● **The task**: List each line in the rows below that contains the string "gets". Case must match.

>> start Provided information

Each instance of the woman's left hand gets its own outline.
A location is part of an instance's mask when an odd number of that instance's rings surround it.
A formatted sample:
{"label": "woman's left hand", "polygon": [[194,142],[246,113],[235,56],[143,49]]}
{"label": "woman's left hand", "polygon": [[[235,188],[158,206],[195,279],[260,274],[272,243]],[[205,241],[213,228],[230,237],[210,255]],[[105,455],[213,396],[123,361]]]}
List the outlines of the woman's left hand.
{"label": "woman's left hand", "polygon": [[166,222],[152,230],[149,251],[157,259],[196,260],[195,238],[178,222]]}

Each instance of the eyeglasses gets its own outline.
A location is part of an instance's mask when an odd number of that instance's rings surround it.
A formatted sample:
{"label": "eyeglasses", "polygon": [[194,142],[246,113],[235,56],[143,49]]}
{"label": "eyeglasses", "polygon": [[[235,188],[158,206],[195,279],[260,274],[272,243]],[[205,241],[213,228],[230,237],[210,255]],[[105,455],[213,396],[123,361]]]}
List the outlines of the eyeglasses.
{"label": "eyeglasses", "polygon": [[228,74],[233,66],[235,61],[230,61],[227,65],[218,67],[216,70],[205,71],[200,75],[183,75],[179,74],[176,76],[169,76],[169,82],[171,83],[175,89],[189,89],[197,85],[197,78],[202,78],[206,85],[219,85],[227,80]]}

>> end Provided information
>> start Provided information

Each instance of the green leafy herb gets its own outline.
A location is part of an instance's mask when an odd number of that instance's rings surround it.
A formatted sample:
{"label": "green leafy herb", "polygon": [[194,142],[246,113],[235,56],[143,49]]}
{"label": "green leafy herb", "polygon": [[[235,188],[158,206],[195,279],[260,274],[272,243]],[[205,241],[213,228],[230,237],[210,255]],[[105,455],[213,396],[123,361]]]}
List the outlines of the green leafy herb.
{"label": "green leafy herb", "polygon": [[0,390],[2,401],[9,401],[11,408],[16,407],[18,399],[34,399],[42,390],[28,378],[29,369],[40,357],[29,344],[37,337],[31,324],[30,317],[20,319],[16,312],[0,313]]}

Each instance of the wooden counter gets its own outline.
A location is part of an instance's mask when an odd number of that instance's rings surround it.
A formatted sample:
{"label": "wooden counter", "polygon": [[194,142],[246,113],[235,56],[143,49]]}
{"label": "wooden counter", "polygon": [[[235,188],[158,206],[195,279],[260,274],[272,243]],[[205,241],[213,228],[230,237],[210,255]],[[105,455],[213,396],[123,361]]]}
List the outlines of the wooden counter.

>> end Provided information
>> start Provided information

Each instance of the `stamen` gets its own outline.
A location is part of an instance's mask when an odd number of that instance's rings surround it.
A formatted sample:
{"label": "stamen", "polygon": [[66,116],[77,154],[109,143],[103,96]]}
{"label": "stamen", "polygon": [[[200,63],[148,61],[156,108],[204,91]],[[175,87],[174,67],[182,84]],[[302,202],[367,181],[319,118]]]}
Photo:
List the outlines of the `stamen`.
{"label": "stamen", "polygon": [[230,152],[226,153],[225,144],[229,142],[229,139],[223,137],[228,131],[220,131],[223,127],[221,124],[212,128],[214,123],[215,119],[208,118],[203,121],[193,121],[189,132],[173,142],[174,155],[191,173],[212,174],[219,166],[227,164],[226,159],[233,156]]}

>> end Provided information

● **Written solution**:
Each instance of the woman's left hand gets its own outline.
Each instance of the eyeglasses gets its own outline.
Each instance of the green leafy herb gets its own outline.
Each instance of the wooden counter gets its own outline.
Each instance of the `stamen` gets its own outline.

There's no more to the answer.